START Data for processing
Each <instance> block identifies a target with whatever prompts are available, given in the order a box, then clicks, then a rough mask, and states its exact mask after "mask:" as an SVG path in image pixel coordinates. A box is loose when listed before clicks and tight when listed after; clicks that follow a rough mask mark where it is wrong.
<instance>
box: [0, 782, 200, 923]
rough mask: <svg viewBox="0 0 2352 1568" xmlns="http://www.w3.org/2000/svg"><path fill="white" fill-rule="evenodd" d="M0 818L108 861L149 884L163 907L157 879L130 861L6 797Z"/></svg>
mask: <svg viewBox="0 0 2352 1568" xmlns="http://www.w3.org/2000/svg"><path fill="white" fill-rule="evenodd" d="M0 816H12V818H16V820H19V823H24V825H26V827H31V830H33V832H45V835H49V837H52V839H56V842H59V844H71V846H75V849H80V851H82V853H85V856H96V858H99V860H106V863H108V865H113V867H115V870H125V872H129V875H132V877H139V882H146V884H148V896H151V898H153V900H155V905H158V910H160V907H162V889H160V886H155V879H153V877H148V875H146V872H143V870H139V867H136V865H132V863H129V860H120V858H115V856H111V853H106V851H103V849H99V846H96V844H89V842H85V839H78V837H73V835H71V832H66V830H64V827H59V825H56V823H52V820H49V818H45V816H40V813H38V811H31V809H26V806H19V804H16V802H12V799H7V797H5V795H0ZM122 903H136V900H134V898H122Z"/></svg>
END Data for processing
**Activity**.
Repeat all the lines above, keeping them exactly as they are.

**Your response**.
Each <instance> block identifies a target with whatever prompts are available, given in the order a box, then clicks, then a rough mask, and states its exact mask after "mask:" as an SVG path in image pixel coordinates. A box is loose when listed before clicks and tight when listed after; clicks that follow a rough mask mark where it is wrong.
<instance>
box: [0, 782, 200, 923]
rough mask: <svg viewBox="0 0 2352 1568" xmlns="http://www.w3.org/2000/svg"><path fill="white" fill-rule="evenodd" d="M0 818L108 861L149 884L163 907L157 879L130 861L6 797Z"/></svg>
mask: <svg viewBox="0 0 2352 1568" xmlns="http://www.w3.org/2000/svg"><path fill="white" fill-rule="evenodd" d="M0 816H12V818H16V820H19V823H24V825H26V827H31V830H33V832H45V835H49V837H52V839H56V842H59V844H71V846H75V849H80V851H82V853H85V856H96V858H99V860H106V863H108V865H113V867H115V870H125V872H129V875H132V877H139V882H146V884H148V896H151V898H153V900H155V905H158V910H160V907H162V889H160V886H155V879H153V877H148V875H146V872H143V870H139V867H136V865H132V863H129V860H120V858H115V856H111V853H106V851H103V849H99V846H96V844H89V842H85V839H78V837H73V835H71V832H66V830H64V827H59V825H56V823H52V820H49V818H45V816H40V813H38V811H31V809H26V806H19V804H16V802H12V799H7V797H5V795H0ZM122 903H136V900H134V898H122Z"/></svg>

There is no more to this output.